__Text extract__:
┄┄┄┄┄┄

# relocating to Cairo - need help



## lasta (Dec 30, 2009)

hi,
I'm relocating to Cairo from dc at the end of January 2010. I'm looking for an apt to rent in Zamalek, b/c my office is located nearby. I have budgeted about $1800/month. Renting an apt is my main concern, and I hope to figure out the rest once I'm on the ground. That said, since I have not started packing yet, any advice on what I NEED to bring with me? Mind you, I'm just moving my clothes and a couple of kitchen items; no furniture or other big items. Would you recommend renting a furnished place or not? Cost of living in general? I'm a single guy...
As stupid as this sounds, what's a good gym in Zamalek? I play racquetball & tennis. I was told the gym at the Conrad is good. 
I have a feeling I'll be very busy at work for the first several months, but it would be nice to get to know some people outside of the office. Any regular social gatherings? 

thx in advance!


----------



## MaidenScotland (Jun 6, 2009)

Welcome to the forum
There are lots of estate agents around Zamalek and my advice to you would be to come out and have a wander round the place to decide where on the island you want to live.

┄┄┄┄┄┄

__Task set__:
- A) In the thread about relocating to Cairo, how much per month has the poster budgeted for an apartment?
- B) Quote the Cairo relocation thread from "## MaidenScotland (Jun" to "want to live.".

┄┄┄┄┄┄

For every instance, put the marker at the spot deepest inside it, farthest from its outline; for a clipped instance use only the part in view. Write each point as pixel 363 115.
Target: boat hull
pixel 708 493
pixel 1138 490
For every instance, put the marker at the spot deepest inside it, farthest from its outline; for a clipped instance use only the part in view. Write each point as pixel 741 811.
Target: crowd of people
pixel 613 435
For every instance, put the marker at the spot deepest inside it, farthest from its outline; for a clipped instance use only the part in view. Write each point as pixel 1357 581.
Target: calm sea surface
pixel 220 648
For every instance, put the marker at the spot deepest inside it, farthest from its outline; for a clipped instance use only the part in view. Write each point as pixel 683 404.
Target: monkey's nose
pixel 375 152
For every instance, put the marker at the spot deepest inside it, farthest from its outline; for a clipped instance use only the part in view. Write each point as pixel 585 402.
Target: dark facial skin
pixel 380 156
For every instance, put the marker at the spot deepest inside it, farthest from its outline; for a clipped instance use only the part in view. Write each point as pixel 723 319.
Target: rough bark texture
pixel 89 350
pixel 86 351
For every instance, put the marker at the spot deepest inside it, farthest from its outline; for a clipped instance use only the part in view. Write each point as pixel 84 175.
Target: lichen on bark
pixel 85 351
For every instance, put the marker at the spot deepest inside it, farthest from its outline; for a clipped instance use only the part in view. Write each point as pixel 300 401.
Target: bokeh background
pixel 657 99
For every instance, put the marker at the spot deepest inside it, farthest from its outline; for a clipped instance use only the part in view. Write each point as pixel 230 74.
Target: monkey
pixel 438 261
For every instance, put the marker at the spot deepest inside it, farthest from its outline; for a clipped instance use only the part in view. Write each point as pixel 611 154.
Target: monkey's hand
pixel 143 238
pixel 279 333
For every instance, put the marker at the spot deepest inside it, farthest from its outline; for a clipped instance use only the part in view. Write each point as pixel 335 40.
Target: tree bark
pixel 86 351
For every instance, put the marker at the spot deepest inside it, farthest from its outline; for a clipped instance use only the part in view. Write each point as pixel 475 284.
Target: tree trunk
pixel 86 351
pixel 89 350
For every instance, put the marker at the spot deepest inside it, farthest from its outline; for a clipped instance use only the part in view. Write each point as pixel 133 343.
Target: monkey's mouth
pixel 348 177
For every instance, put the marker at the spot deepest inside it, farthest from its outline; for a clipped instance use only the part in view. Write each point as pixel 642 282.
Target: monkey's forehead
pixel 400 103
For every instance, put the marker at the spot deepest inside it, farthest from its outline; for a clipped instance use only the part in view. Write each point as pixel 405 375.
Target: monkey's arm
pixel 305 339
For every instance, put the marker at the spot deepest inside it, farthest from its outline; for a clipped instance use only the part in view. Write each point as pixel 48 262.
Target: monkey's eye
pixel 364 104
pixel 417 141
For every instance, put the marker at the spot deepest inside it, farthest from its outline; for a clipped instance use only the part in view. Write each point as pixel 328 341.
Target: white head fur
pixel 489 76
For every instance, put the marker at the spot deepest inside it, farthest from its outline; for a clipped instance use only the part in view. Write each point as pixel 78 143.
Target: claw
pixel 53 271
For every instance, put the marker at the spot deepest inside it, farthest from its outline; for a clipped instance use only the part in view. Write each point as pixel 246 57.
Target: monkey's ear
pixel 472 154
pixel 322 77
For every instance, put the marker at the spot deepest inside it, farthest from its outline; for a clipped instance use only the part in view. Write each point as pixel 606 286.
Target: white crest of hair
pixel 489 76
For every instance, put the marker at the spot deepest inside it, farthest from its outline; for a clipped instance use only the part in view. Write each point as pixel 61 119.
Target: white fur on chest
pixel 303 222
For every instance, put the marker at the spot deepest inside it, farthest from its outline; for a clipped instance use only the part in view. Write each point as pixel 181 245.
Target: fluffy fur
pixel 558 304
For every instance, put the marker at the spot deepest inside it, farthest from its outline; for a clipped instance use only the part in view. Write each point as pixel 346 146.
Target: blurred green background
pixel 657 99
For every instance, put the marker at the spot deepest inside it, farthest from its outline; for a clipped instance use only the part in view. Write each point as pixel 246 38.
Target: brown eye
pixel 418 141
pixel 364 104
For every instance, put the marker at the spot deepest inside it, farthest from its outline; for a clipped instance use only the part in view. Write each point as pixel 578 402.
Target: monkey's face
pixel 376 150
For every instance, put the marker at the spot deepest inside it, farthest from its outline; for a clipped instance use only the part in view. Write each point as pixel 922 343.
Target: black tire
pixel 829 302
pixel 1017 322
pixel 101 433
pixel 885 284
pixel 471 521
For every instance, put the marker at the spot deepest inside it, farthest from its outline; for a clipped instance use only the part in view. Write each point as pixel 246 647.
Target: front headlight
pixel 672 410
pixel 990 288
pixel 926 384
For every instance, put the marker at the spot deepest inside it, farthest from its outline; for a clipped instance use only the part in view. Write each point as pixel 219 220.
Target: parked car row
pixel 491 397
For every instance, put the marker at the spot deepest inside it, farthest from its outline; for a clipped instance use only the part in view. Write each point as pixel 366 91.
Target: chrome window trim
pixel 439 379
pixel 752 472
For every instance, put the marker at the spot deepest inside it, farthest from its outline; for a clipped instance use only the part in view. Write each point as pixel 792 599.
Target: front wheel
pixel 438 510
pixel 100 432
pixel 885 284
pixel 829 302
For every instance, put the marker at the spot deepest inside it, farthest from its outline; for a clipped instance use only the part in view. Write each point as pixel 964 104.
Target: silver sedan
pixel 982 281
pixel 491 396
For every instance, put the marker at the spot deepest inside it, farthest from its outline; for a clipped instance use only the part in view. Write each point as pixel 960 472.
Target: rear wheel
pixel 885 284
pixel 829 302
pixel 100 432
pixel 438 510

┄┄┄┄┄┄

__Solutions for each task__:
- A) About $1800 a month.

- B)
## MaidenScotland (Jun 6, 2009)

Welcome to the forum
There are lots of estate agents around Zamalek and my advice to you would be to come out and have a wander round the place to decide where on the island you want to live.